## GIVEN REQUEST
Could you repeat, word for word, only the entries below that run from the line with "segment flower tube, all instances" up to and including the line with "Return the outline of every instance of the flower tube."?

## STORED DATA

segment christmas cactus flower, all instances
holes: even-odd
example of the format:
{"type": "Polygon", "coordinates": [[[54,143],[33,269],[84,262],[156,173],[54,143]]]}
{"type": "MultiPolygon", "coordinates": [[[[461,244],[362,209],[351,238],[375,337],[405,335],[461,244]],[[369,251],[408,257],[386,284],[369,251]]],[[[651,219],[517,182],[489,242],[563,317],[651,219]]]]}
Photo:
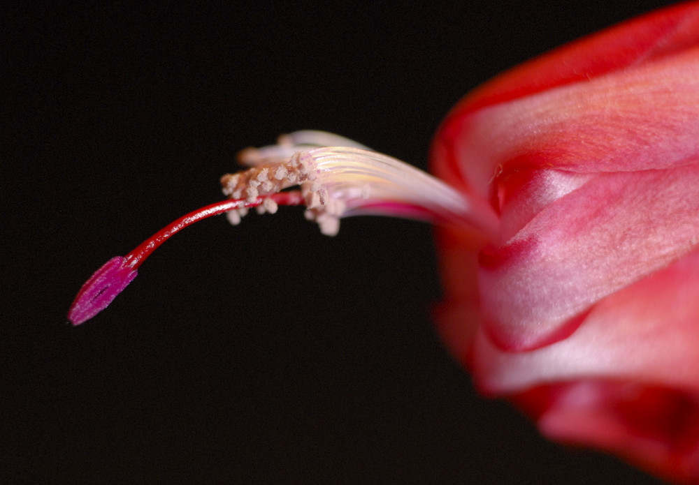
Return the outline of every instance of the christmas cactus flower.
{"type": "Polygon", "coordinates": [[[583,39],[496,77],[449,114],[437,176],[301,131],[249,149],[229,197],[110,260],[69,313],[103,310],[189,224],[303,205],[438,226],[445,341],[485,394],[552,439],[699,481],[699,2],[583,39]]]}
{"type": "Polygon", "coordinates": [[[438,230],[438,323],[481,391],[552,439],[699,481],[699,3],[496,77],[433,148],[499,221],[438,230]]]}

* * *

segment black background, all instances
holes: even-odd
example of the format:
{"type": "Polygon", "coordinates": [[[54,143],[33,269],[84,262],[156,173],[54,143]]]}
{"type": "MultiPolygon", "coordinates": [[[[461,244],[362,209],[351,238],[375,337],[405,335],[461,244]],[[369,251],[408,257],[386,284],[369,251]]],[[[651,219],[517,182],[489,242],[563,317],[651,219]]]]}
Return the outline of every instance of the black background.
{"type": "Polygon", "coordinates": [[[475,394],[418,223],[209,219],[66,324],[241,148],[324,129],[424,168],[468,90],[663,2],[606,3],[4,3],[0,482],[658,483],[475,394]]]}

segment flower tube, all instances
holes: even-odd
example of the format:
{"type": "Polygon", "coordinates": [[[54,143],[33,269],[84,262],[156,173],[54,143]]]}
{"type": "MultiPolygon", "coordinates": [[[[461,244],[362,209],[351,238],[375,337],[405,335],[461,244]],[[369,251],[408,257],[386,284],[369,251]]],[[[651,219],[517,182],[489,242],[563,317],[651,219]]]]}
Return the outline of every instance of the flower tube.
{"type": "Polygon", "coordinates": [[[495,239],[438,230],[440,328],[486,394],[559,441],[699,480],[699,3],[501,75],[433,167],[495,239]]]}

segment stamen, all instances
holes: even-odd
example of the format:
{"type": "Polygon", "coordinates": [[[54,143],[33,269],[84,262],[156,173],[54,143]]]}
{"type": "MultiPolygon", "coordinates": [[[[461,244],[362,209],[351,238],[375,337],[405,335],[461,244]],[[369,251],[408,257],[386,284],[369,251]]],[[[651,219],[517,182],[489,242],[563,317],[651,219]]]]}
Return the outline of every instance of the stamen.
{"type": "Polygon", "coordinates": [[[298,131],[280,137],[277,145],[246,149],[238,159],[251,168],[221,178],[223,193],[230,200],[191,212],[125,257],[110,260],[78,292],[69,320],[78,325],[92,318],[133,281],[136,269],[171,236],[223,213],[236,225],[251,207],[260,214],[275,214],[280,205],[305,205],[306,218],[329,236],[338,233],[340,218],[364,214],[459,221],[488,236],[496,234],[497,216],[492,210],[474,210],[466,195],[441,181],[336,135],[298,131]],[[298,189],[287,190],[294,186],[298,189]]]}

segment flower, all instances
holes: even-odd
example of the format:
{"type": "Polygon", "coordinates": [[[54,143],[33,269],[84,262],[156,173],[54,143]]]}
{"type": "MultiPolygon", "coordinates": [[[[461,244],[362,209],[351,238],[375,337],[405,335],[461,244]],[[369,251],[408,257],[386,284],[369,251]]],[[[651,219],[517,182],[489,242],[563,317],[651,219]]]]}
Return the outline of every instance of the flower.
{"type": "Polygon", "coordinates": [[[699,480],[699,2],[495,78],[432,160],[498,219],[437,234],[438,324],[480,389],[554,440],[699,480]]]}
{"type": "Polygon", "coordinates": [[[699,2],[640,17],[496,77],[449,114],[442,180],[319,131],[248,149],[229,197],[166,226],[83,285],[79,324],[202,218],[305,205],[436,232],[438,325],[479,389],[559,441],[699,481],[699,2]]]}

## RESPONSE TO THIS TASK
segment flower tube, all instances
holes: even-odd
example of the format:
{"type": "Polygon", "coordinates": [[[54,143],[33,269],[84,262],[156,173],[54,143]]]}
{"type": "MultiPolygon", "coordinates": [[[[461,244],[362,209],[351,238],[375,337],[405,335],[461,244]],[[369,251],[408,257],[386,284],[369,251]]],[[[651,219],[517,182],[489,242],[563,317],[651,219]]]]}
Return the outline of every instance of the flower tube.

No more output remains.